:: Provided text ::
The Ex Factor

Everybody has that ex, right? The one who – you don’t want to be with anymore – but you don’t want to know they’re with someone else either. Especially not before YOU’RE with someone else.

I spent a good portion of my 20s in love with someone. It didn’t end well. (Understatement.)

And as I sat there crying on the phone to my mom about the last straw – a straw that pulled the proverbial camel’s legs right out from under her before breaking her back – I lamented wishing he would have punched me. Physically left a mark for the damage he had done. I thought that would make it easier to walk away. My mom responded with a phrase not only have I never forgotten, but one I’ve reminded myself of several times in the years since. “He did punch you. He punched you in the heart.”

Ok, it sounds kind of cheesy. But it was exactly what I needed to hear then. And what I remembered in the subsequent months when he thought reconciliation was a possibility and I had to remember why missing the good times wasn’t enough.

:: Data under study ::

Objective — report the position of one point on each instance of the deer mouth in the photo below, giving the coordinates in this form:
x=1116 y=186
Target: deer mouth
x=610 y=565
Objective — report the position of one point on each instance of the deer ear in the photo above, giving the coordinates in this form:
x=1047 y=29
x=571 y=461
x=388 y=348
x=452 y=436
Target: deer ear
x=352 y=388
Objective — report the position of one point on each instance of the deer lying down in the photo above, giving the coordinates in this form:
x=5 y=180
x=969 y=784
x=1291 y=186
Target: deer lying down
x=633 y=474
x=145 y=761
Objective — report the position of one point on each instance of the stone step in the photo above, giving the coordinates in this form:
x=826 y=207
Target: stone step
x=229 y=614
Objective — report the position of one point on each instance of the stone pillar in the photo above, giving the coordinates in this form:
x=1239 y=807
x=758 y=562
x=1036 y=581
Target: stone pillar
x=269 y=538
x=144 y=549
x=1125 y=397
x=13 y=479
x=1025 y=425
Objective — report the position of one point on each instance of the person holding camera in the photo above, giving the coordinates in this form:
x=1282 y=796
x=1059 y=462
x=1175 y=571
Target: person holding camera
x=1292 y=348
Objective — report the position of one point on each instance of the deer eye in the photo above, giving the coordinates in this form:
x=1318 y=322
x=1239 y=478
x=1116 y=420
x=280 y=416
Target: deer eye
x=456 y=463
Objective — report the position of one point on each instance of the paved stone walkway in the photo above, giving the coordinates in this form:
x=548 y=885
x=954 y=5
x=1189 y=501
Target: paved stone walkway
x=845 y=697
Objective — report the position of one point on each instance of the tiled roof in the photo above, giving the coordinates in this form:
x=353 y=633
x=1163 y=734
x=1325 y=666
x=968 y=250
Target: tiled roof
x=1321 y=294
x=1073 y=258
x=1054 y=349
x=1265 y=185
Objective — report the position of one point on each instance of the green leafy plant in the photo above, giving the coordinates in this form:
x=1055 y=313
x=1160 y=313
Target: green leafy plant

:: What you need to do ::
Duplicate the portion of the essay on the ex starting at "The Ex Factor" and ending at "end well. (Understatement.)". The records are separate from the essay on the ex and have no connection to it.

:: Exercise answer ::
The Ex Factor

Everybody has that ex, right? The one who – you don’t want to be with anymore – but you don’t want to know they’re with someone else either. Especially not before YOU’RE with someone else.

I spent a good portion of my 20s in love with someone. It didn’t end well. (Understatement.)